▶ WRITTEN EXERCISE
Copy every item below word for word, with no line changed.
>> START
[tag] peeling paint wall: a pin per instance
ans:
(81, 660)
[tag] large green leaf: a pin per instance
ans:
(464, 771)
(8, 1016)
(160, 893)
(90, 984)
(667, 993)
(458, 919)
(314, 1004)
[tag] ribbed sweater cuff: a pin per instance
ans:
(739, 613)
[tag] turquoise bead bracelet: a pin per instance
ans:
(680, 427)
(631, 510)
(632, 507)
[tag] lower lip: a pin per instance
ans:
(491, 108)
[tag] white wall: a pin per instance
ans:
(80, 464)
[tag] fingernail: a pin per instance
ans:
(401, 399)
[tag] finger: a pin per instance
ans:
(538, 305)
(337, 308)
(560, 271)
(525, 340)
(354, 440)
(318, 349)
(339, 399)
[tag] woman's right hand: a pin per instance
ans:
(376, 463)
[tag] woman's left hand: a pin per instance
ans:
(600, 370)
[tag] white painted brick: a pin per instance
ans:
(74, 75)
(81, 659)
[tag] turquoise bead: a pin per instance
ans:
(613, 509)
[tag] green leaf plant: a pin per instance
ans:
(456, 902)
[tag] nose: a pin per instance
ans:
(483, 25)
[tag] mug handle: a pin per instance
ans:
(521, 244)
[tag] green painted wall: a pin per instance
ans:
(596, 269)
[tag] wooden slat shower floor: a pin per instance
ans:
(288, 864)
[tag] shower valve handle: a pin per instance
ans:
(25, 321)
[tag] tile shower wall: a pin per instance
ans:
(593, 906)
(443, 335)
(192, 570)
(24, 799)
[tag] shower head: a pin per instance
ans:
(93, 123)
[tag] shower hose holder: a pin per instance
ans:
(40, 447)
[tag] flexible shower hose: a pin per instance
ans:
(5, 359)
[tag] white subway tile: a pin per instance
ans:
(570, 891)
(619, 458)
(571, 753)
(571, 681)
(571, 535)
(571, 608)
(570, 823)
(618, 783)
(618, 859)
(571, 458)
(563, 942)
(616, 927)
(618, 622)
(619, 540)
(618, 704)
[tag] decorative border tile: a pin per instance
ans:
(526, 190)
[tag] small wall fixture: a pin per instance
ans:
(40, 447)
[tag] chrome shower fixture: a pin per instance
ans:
>> END
▶ RESULT OF THE TASK
[tag] peeling paint wall: a pin per instance
ans:
(81, 660)
[tag] large green leaf: a pin per instance
ans:
(464, 771)
(8, 1016)
(160, 893)
(90, 984)
(667, 993)
(458, 919)
(314, 1004)
[tag] ribbed sweater cuff: a pin per instance
ans:
(739, 613)
[tag] turquoise bead bracelet: a pin per instance
ans:
(680, 427)
(631, 510)
(632, 507)
[tag] lower lip: a pin per instance
ans:
(491, 108)
[tag] white wall: a pin per instance
ans:
(80, 464)
[tag] fingernail: a pin per instance
ans:
(401, 399)
[tag] finger: a pin per instance
ans:
(538, 305)
(337, 308)
(560, 271)
(525, 340)
(354, 440)
(318, 349)
(339, 399)
[tag] woman's right hand: a pin per instance
ans:
(376, 463)
[tag] woman's left hand: a pin per instance
ans:
(600, 370)
[tag] white painted brick: a pin per instance
ans:
(74, 75)
(81, 659)
[tag] turquoise bead: a pin per instance
ans:
(613, 509)
[tag] green leaf plant: a pin per instance
ans:
(456, 902)
[tag] nose: a pin per instance
ans:
(483, 25)
[tag] mug handle: a pin per instance
ans:
(521, 244)
[tag] green painted wall: a pin per instance
ans:
(596, 269)
[tag] wooden slat shower floor: a pin per instance
ans:
(288, 864)
[tag] shower valve handle: a pin per instance
ans:
(25, 321)
[tag] tile shower wall: a pin per instance
ans:
(593, 906)
(443, 335)
(192, 570)
(24, 799)
[tag] shower head: a pin per instance
ans:
(93, 123)
[tag] shower hose holder: a pin per instance
ans:
(40, 447)
[tag] flexible shower hose: a pin per instance
ans:
(5, 359)
[tag] white subway tile: a pin per instance
ans:
(570, 891)
(619, 458)
(571, 753)
(571, 681)
(571, 535)
(571, 608)
(570, 823)
(618, 783)
(618, 859)
(571, 458)
(563, 942)
(616, 927)
(618, 622)
(619, 540)
(618, 704)
[tag] decorative border tile: a pin per instance
ans:
(526, 190)
[tag] small wall fixture: a pin per instance
ans:
(40, 447)
[tag] chrome shower fixture: a pin per instance
ans:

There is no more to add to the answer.